# Text under study:
____

I headed for the rapier field to watch the fighters and shoot the shit. My feet began to swell, though, for some ungodly reason, so at lunch I headed back to camp and changed back in to the flip flops (Getting my boots off took effort, getting my chausses off strained the seams. Not sure what happened but my feet had gained two sizes somehow).
Back to the rapier field, where I was in time to watch Letia come in second in the Ladies Tourney (woot!) and to find out that the Everyman Tourney would not be in the Fort, as it had been last year, but would be on the rapier field. There would be no shady spot. I teared up a little. All of my desire to marshal was gone, and I was left with no purpose in life.
“Hey, Raph, let’s go waterbear the armored ravine battle,” I suggested, and he said that sounded like a good idea so away we went.

____

# Given records:
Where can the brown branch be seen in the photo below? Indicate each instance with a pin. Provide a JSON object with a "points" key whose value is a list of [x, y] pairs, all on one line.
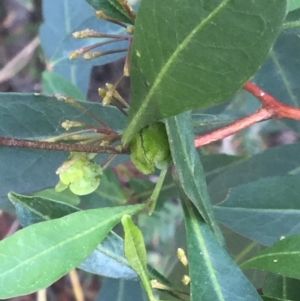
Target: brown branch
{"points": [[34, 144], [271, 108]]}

____

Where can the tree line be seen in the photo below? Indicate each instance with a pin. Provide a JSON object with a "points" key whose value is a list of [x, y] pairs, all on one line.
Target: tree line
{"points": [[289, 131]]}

____

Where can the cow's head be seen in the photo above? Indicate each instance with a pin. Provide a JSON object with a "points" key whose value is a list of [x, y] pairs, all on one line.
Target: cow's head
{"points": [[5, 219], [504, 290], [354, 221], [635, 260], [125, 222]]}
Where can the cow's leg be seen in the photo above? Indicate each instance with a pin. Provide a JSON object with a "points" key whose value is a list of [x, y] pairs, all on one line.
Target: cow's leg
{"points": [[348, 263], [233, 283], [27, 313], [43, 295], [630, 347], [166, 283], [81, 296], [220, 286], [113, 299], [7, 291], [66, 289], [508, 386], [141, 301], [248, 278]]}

____

# About this task:
Return the entire rapier field excerpt word for word. The records have no connection to the rapier field excerpt.

# Written reply:
I headed for the rapier field to watch the fighters and shoot the shit. My feet began to swell, though, for some ungodly reason, so at lunch I headed back to camp and changed back in to the flip flops (Getting my boots off took effort, getting my chausses off strained the seams. Not sure what happened but my feet had gained two sizes somehow).
Back to the rapier field, where I was in time to watch Letia come in second in the Ladies Tourney (woot!) and to find out that the Everyman Tourney would not be in the Fort, as it had been last year, but would be on the rapier field. There would be no shady spot. I teared up a little. All of my desire to marshal was gone, and I was left with no purpose in life.
“Hey, Raph, let’s go waterbear the armored ravine battle,” I suggested, and he said that sounded like a good idea so away we went.